▶ **Stored items**:
------------------------------------------------

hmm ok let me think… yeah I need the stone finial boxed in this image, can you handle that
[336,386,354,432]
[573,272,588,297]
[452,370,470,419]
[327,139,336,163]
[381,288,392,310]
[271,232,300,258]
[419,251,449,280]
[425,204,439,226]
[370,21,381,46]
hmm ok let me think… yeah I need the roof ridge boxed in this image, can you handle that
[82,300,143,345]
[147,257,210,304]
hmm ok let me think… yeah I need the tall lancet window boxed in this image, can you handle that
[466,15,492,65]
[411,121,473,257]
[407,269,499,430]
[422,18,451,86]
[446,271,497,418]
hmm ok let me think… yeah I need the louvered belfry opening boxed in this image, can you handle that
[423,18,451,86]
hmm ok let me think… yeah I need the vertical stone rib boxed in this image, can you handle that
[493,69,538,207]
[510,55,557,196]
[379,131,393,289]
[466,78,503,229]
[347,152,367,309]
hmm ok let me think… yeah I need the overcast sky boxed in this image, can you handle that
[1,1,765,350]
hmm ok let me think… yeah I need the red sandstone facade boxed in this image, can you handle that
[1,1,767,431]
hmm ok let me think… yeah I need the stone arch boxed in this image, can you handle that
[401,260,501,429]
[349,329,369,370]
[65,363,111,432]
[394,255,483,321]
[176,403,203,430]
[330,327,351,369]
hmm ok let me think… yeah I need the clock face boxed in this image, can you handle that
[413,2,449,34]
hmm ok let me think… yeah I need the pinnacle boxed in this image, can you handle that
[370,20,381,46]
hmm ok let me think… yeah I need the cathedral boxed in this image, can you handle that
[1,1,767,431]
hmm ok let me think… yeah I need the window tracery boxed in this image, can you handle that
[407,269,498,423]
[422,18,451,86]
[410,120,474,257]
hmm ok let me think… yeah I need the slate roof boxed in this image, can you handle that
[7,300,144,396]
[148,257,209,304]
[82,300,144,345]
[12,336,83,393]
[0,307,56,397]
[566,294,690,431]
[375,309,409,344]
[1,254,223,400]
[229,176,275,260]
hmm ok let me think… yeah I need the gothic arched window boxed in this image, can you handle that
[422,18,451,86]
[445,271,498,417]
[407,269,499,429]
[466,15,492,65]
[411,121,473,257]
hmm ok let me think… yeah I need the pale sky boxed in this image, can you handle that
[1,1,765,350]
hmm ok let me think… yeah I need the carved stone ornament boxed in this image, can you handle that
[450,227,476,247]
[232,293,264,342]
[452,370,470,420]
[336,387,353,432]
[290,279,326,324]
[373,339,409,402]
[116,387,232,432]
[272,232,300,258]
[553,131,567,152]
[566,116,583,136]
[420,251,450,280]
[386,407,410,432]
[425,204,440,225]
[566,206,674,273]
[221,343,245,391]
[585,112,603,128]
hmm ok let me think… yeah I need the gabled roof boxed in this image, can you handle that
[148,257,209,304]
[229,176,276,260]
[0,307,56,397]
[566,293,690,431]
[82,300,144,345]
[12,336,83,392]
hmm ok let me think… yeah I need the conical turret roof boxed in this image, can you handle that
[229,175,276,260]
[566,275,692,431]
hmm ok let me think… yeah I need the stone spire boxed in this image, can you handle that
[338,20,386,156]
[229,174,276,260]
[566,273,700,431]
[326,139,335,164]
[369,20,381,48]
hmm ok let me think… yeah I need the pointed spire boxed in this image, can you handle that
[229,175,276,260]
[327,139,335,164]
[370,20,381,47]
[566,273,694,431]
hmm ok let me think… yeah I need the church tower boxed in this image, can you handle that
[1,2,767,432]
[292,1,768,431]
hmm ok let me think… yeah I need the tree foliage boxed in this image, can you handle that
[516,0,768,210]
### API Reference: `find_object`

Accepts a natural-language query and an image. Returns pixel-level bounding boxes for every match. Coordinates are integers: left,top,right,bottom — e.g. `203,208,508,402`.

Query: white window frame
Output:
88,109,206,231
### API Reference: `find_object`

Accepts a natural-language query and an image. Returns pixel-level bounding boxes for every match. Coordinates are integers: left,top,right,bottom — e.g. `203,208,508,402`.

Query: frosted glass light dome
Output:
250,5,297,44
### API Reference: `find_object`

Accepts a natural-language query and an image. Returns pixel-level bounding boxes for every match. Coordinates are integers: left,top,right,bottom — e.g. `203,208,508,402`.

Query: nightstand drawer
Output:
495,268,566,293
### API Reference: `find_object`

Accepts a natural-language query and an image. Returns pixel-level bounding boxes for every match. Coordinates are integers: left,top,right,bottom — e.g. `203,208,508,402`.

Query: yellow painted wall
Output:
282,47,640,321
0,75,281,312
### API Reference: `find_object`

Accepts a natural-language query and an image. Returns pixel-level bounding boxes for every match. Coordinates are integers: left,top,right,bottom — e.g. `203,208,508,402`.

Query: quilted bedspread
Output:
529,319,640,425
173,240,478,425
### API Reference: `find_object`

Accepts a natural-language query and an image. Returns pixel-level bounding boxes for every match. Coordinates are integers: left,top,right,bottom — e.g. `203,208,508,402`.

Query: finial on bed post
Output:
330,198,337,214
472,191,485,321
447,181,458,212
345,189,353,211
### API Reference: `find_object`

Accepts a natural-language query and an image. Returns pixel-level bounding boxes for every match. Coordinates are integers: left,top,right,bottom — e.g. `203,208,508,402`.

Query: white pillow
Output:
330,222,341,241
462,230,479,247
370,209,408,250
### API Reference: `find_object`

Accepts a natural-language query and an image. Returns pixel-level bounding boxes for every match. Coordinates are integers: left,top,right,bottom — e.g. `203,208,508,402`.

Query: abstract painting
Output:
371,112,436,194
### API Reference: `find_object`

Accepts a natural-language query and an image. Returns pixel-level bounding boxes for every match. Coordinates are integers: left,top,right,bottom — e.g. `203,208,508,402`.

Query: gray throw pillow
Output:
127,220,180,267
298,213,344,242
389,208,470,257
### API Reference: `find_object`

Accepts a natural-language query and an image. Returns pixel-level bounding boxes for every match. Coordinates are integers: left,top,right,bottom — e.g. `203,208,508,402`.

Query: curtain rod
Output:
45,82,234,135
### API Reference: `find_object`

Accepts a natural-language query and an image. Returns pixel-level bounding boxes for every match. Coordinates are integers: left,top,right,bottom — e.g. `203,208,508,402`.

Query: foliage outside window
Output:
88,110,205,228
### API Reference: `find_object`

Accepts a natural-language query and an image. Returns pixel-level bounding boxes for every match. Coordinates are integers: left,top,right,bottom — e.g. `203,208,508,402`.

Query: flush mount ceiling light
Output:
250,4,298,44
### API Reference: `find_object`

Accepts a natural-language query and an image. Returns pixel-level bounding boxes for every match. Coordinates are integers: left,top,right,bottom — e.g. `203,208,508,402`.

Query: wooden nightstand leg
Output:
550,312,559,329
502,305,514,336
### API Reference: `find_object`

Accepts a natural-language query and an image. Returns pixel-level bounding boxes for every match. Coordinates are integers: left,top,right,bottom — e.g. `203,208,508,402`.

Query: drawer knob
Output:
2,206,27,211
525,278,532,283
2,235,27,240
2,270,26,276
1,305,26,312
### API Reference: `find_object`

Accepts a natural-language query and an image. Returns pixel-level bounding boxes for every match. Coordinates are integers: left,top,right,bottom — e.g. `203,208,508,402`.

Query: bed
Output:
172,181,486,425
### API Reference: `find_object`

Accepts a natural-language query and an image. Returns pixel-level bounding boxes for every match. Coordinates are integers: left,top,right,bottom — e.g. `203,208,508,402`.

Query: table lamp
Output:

------------------------------------------------

▶ **WHAT IS REQUIRED**:
Copy each line above that contains the word "nightstand".

▶ **TASK ANSWER**:
Query: nightstand drawer
Query: wooden nightstand leg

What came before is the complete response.